◆ TASK DETAILS ◆
Rename "Target" to "Label" in the listing lines starting at the line containing "front tire in the photo above." and ending at the line containing "pixel 69 68". Return only those lines, with everything else unchanged.

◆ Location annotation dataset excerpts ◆
============================================================
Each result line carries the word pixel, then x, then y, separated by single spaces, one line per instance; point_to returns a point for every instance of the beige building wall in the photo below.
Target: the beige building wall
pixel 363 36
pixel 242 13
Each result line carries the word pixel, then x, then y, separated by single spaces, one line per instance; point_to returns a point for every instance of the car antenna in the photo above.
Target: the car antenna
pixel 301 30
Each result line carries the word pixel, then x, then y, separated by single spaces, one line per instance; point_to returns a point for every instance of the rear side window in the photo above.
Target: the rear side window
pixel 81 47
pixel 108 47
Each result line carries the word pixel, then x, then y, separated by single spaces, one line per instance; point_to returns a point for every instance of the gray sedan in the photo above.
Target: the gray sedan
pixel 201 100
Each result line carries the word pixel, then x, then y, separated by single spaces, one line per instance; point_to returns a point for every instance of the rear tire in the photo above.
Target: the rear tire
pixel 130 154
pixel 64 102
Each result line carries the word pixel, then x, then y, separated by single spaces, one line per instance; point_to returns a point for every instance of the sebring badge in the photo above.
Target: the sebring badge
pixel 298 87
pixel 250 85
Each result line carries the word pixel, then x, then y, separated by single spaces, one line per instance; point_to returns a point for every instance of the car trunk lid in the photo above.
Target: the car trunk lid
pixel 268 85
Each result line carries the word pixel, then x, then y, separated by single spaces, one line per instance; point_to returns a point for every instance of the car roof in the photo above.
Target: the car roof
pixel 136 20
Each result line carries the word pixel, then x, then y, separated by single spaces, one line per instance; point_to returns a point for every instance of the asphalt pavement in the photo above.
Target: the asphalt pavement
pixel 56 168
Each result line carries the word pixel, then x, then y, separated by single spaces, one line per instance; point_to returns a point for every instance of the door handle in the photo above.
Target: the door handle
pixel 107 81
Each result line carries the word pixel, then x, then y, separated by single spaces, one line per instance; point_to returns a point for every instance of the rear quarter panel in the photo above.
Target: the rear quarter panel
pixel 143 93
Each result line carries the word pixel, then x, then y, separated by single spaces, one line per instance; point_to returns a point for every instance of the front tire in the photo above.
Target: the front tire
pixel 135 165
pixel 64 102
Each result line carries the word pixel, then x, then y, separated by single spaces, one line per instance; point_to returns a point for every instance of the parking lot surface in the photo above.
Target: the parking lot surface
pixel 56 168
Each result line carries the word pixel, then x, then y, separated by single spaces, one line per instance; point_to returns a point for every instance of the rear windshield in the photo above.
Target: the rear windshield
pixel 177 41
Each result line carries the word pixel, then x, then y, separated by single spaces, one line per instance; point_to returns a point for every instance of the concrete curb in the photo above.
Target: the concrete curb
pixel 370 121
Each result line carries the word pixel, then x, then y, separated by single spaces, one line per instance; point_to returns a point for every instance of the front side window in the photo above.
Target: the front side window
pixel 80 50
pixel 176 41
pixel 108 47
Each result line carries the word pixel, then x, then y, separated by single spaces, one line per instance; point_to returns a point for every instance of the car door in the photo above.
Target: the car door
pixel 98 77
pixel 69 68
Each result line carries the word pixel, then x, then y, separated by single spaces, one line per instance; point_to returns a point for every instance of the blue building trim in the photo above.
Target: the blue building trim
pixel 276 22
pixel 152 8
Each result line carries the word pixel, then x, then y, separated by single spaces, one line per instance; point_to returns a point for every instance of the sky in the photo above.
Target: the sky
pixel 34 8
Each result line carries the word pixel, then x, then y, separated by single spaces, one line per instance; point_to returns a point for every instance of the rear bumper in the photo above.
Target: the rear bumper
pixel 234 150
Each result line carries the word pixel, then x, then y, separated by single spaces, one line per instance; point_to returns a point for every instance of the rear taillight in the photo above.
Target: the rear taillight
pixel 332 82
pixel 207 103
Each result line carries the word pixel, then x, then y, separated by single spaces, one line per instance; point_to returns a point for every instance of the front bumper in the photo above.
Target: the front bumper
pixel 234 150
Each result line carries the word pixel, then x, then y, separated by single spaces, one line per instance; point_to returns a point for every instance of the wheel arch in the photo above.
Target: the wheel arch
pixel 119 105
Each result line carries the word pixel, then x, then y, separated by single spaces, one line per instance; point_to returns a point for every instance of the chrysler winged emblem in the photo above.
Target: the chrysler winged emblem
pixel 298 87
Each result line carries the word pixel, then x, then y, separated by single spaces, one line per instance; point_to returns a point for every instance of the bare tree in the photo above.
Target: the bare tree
============================================================
◆ WRITTEN RESPONSE ◆
Each result line carries the word pixel, then x, then y, separated by single spaces, one line per instance; point_to returns a point for every instance of the front tire in the photo above.
Label: the front tire
pixel 135 165
pixel 64 102
Each result line carries the word pixel, then x, then y, separated by single spaces, one line per instance; point_to returns a point for every instance of the parking lot surface in the photo above.
Label: the parking lot surface
pixel 56 168
Each result line carries the word pixel, then x, then y, separated by single spaces, one line per instance; point_to returns a point for every instance of the rear windshield in the photo above.
Label: the rear windshield
pixel 177 41
Each result line carries the word pixel, then x, then y, separated by single spaces, one line per instance; point_to returns a point for every instance of the concrete curb in the photo above.
Label: the concrete curb
pixel 370 121
Each result line carries the word pixel, then x, then y, separated by single spaces, one line per instance; point_to returns a point for every instance of the front side window in the photo above.
Label: the front side window
pixel 80 50
pixel 176 41
pixel 108 47
Each result line carries the word pixel, then x, then y, separated by single spaces, one line per instance; point_to returns a point for every instance of the car door in the photo above.
Label: the car door
pixel 98 77
pixel 69 68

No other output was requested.